» **What to work on**: Would you copy out only the lines from the one with "Query: wall" to the end of the records, exactly as they stand?

» **Given information**:
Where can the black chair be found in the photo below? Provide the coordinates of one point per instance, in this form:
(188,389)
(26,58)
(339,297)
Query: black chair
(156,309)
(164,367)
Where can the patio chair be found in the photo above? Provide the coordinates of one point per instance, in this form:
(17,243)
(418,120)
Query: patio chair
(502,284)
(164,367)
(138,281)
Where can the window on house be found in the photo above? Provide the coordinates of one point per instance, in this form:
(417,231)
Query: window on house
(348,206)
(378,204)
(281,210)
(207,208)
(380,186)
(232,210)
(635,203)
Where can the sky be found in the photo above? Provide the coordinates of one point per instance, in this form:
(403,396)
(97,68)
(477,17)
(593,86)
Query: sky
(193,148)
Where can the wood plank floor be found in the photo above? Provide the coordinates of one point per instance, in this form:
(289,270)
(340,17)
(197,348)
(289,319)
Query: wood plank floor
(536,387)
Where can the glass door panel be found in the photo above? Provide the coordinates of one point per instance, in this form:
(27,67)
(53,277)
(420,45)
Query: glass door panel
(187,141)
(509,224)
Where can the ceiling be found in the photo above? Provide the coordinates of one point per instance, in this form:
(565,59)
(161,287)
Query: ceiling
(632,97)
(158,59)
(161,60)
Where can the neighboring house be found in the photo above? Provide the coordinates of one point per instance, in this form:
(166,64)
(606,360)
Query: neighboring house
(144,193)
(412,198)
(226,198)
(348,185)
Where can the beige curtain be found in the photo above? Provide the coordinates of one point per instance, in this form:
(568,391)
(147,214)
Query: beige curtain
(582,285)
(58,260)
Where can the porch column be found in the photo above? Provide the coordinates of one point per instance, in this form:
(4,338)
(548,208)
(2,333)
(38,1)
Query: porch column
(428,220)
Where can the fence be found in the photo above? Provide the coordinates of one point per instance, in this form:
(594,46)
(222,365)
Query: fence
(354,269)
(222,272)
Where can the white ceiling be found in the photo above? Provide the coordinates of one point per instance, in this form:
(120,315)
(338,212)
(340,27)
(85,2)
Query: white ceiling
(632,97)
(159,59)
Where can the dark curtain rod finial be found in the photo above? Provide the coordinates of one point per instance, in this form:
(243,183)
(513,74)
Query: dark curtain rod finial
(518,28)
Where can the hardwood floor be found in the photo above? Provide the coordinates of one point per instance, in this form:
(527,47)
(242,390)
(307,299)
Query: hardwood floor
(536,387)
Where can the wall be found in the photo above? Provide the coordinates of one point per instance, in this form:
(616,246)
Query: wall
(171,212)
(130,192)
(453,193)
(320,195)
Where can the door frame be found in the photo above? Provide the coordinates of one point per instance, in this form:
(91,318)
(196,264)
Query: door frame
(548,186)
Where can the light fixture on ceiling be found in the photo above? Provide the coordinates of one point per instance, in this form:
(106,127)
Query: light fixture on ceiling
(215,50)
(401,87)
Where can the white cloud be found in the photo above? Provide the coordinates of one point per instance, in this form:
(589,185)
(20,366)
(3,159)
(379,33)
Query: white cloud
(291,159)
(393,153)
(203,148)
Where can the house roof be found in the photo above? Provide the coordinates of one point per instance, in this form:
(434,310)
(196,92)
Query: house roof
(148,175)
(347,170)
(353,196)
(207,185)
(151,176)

» **Response to this task**:
Query: wall
(171,212)
(130,192)
(453,193)
(320,195)
Where can the door frame be found in the photo above? Provide the coordinates of one point per instance, in this form:
(91,318)
(196,264)
Query: door frame
(548,186)
Where can the light fixture on ceiling be found in the photo above? Provide the coordinates of one point per instance, in this form:
(106,127)
Query: light fixture on ceiling
(215,50)
(401,87)
Where can the white cloud be found in the photo above? Provide the coordinates of one point per instance, in this form:
(589,185)
(20,366)
(3,159)
(379,33)
Query: white cloud
(291,159)
(393,153)
(203,148)
Where can the house roof be found in the photo above? Provide the coordinates of one point per instance, in this form:
(434,310)
(196,92)
Query: house roof
(148,175)
(347,170)
(353,196)
(207,185)
(151,176)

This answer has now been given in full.